## begin Source extract

Calls for fiscal spending grow ahead of summit, election



As Japan faces a politically eventful year, calls are growing within the government and ruling parties to compile stimulus steps to support the flagging economy ahead of a summit and upper house election.

Though doing so would go against Japan’s efforts to restore fiscal health, a pledge by Group of 20 economies to “use fiscal policy flexibly” is likely to be cited in support of stimulus at a time when global growth is threatened by recent market turmoil.

Prime Minister Shinzo Abe has said that in the run-up to a Japan-hosted Group of Seven summit in May, he will launch talks with experts from home and abroad to analyze the world economy and study ways to stabilize financial markets.

“We must closely watch developments in the world economy that has entered a new phase,” Abe said, referring to volatile financial markets amid concern about the slowdown of the Chinese economy, falling oil prices and rising U.S. interest rates.

As the G-7 president this year, Japan “would like to contribute to sustainable and robust growth of the world economy,” the prime minister said Tuesday, heightening the view that the government is eyeing fiscal spending to shore up the world’s third-largest economy.

“The meeting could be used as an excuse to compile an extra budget or forgo a sales tax hike to show the government made the decision after carefully hearing discussions by experts,” said Yuichi Kodama, chief economist at Meiji Yasuda Life Insurance Co.

The gathering will come after the G-20 finance chiefs agreed at their latest meeting Feb. 26-27 to “use all policy tools—monetary, fiscal and structural—individually and collectively” to strengthen growth, investment and financial stability.

Hit by slumping private consumption and exports, Japan’s economy shrank an annualized 1.4 percent in the October-December period in real terms from the previous quarter, while still weak consumption may prevent the economy from rebounding in the next quarter.

Just as the G-20 economies argued that “monetary policy alone cannot lead to balanced growth,” Masazumi Wakatabe, a Waseda University professor and advocate of large-scale monetary easing, called on the state to spend more money to boost demand.

In addition to freezing the consumption tax hike slated for April next year, public money should be used to invest in infrastructure and human resources, Wakatabe said.

“There is a persistent lack of demand,” Wakatabe said. “This can be solved by utilizing both monetary and fiscal policy,” he said, calling for public money to be used for such purposes as repairing infrastructure, enhancing education and reducing poverty.

## end Source extract
## begin Records provided

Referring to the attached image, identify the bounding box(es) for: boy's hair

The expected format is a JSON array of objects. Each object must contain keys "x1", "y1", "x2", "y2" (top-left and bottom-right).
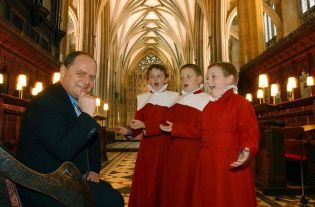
[
  {"x1": 147, "y1": 64, "x2": 168, "y2": 78},
  {"x1": 179, "y1": 63, "x2": 202, "y2": 76},
  {"x1": 208, "y1": 62, "x2": 238, "y2": 84}
]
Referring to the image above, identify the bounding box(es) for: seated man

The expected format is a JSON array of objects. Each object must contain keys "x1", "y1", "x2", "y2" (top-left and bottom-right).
[{"x1": 17, "y1": 52, "x2": 124, "y2": 207}]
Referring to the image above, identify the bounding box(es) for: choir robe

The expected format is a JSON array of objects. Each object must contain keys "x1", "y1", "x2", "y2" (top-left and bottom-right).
[
  {"x1": 128, "y1": 91, "x2": 178, "y2": 207},
  {"x1": 192, "y1": 90, "x2": 259, "y2": 207},
  {"x1": 160, "y1": 89, "x2": 209, "y2": 207}
]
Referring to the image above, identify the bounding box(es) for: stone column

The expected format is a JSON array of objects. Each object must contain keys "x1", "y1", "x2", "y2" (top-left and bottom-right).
[
  {"x1": 59, "y1": 0, "x2": 69, "y2": 62},
  {"x1": 281, "y1": 0, "x2": 301, "y2": 36},
  {"x1": 237, "y1": 0, "x2": 264, "y2": 65}
]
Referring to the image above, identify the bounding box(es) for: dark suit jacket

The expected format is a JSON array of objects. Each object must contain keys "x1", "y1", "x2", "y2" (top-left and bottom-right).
[{"x1": 17, "y1": 83, "x2": 101, "y2": 174}]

## end Records provided

▶ [Parts of the exercise]:
A: In the fiscal spending article, by how much did Japan's economy shrink in the October-December period?
B: Say whether each statement agrees with the fiscal spending article, giving yes or no and the deciding words: (i) The G-20 finance chiefs held their latest meeting Feb. 26-27. (ii) Wakatabe wants the consumption tax hike slated for April next year to go ahead. (iii) The Japan-hosted G-7 summit is in May.

▶ [Final answers]:
A: It shrank an annualized 1.4 percent in real terms from the previous quarter.

B:
(i) Yes: "the G-20 finance chiefs agreed at their latest meeting Feb. 26-27"
(ii) No: "In addition to freezing the consumption tax hike slated for April next year"
(iii) Yes: "a Japan-hosted Group of Seven summit in May"